▶ [CONSIGNE]
D'après le texte sur la tuberculose résistante chez les enfants à Khayelitsha, à partir de quelle année le programme MSF a-t-il commencé à travailler sur ce problème ?

▶ [TEXTE DE LECTURE]
-----
À Khayelitsha dans le deuxième plus grand township d'Afrique du Sud, le programme MSF, qui a en partie contribué à forger ces nouvelles recommandations, a commencé à travailler sur le diagnostic, la prévention et le traitement de la tuberculose résistante chez les enfants à partir de 2020. « L'Afrique du Sud a été un leader mondial dans la décentralisation des soins contre la tuberculose résistante, mais la prise en charge des enfants au niveau communautaire a considérablement pris du retard, de nombreux enfants étant toujours pris en charge dans des structures hospitalières centralisées, explique la Dre Anja Reuter, responsable des activités médicales de MSF à Khayelitsha. Cela signifie que les enfants sont tenus à l'écart de leurs familles et de leurs soutiens pendant de longues périodes, ce qui est vraiment perturbant et psychologiquement lourd. »

Dès que MSF a commencé à collaborer avec les services de santé de la ville du Cap et de la province du Cap occidental pour apporter des soins directement dans les communautés, le nombre de diagnostics de tuberculose résistante chez les enfants a plus que doublé. « Presque tous les enfants de notre programme ont pu être entièrement traités dans la communauté avec des médicaments adaptés, ce qui a été un énorme soulagement pour les parents et les soignants qui devaient auparavant donner aux enfants des comprimés destinés aux adultes. Ils étaient douloureux à avaler et devaient être coupés pour ajuster le dosage », avance la Dre Anja Reuter.
-----
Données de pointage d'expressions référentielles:

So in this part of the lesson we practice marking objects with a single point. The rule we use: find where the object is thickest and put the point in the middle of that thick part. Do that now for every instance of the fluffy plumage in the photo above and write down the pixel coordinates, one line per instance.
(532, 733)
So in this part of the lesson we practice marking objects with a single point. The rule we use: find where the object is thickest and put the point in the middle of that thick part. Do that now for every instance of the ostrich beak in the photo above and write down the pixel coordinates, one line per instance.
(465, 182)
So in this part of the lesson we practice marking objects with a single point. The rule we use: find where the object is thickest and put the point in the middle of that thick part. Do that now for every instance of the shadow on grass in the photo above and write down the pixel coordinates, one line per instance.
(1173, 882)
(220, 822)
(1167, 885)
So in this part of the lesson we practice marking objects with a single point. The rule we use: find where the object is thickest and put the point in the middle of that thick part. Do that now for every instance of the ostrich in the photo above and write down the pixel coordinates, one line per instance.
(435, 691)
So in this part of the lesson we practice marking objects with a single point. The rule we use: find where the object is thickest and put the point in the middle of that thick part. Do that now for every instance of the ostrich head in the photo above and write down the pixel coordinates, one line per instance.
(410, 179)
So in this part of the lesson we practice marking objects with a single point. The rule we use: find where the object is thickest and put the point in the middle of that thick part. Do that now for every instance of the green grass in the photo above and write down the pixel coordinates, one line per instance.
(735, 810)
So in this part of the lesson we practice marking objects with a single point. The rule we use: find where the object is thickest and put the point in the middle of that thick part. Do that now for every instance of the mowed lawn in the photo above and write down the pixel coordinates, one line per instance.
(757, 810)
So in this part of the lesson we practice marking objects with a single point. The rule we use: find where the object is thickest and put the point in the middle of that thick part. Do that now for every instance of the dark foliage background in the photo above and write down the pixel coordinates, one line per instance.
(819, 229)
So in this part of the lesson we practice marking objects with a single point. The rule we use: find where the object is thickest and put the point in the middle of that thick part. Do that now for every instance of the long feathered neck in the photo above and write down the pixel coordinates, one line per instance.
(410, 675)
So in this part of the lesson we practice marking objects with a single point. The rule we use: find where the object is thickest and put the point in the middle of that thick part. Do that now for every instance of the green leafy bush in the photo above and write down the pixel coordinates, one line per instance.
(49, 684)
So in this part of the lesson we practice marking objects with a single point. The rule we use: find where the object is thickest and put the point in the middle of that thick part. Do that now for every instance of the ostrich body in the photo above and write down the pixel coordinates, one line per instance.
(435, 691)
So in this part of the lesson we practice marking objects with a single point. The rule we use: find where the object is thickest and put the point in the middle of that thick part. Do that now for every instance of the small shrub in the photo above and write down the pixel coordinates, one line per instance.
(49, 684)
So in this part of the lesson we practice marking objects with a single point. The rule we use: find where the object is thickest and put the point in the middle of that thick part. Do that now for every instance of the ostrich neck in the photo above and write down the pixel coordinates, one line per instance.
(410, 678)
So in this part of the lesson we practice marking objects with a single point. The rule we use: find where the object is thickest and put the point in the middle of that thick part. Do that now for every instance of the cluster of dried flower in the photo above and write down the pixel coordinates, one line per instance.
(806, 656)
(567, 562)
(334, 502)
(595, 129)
-----
▶ [CORRIGÉ]
À partir de 2020.